JOB:
In every item below, swap "pick out" for "mark" and leave the rest untouched.

DATA TO USE:
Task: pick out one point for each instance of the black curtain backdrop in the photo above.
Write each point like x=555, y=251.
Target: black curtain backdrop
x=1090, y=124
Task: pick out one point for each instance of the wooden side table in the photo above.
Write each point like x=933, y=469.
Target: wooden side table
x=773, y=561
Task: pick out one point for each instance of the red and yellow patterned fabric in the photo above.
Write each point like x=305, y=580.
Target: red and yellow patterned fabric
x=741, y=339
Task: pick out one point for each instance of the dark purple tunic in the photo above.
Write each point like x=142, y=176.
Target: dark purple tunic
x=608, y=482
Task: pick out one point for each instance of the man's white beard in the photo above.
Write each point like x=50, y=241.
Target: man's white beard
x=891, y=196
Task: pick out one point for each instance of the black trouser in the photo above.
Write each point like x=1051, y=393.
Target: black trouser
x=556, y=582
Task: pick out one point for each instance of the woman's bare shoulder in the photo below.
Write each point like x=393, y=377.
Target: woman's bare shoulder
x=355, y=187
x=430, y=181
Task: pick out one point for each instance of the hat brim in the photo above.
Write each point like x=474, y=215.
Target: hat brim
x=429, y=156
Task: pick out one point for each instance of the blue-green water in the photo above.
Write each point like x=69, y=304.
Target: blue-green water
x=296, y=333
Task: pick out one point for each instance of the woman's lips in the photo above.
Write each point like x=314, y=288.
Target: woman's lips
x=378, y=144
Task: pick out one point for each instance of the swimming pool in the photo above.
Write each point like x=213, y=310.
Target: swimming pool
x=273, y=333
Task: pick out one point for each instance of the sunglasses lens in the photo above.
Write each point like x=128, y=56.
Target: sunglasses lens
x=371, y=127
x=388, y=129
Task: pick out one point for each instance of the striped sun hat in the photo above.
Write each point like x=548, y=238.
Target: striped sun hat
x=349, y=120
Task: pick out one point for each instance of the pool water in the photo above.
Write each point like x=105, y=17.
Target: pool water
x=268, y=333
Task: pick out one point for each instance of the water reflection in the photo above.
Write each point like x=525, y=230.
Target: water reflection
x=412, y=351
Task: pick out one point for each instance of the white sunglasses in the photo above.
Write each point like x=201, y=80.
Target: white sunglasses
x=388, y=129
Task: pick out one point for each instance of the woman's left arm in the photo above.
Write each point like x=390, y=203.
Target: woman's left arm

EXERCISE SOLUTION:
Task: mark one point for each instance of the black curtain backdrop in the photo above.
Write each point like x=555, y=251.
Target: black curtain backdrop
x=1090, y=124
Task: mark one point for each instance of the wooden side table in the photo above.
Write each point like x=933, y=469.
Target: wooden side table
x=773, y=561
Task: mark one point for each instance of the red and yellow patterned fabric in the photo above.
Write each point like x=305, y=580.
Target: red and yellow patterned fabric
x=741, y=339
Task: mark one point for each instance of the dark purple tunic in the photo above.
Write each point like x=142, y=176.
Target: dark purple tunic
x=608, y=482
Task: mark one point for each instance of the man's white beard in the photo above.
Write each point like x=50, y=241.
Target: man's white beard
x=891, y=196
Task: mark one point for each instance of the black trouser in the photo above.
Write each point like x=1051, y=393.
Target: black trouser
x=556, y=582
Task: mark one point for each instance of the woman's bare shoulder in the photo below.
Write each point like x=393, y=377.
Target: woman's bare shoulder
x=355, y=187
x=430, y=181
Task: mark one point for each instance of the hat brim in the photo above.
Write each point like x=474, y=215.
Target: hat brim
x=429, y=156
Task: mark one point for each instance of the blue-green water in the photo above.
Write each point like x=69, y=304.
Target: blue-green water
x=296, y=333
Task: mark one point for each instance of the woman's lips in the photo above.
Write each point like x=314, y=288.
Target: woman's lips
x=378, y=144
Task: mark one point for each instance of the swimming pool in the photo above.
Write each point like x=213, y=310.
Target: swimming pool
x=273, y=333
Task: mark one point for each instance of the sunglasses lens in the photo above.
Write each point like x=128, y=56.
Target: sunglasses lens
x=371, y=127
x=388, y=129
Task: mark one point for each instance of the striped sun hat in the photo above.
Write each point like x=548, y=238.
Target: striped sun hat
x=349, y=120
Task: mark one point for each instance of the pool water in the photo above.
Write each point like x=105, y=17.
Target: pool water
x=268, y=333
Task: mark one point for each instance of the water reflection in the photo above.
Write each point like x=525, y=230.
Target: water reflection
x=412, y=351
Task: mark one point for each instance of the white sunglasses in the photo above.
Write each point like x=201, y=80.
Target: white sunglasses
x=388, y=129
Task: mark one point for each instance of the woman's left arm in the photo above.
Write each point like x=390, y=203.
Target: woman's left arm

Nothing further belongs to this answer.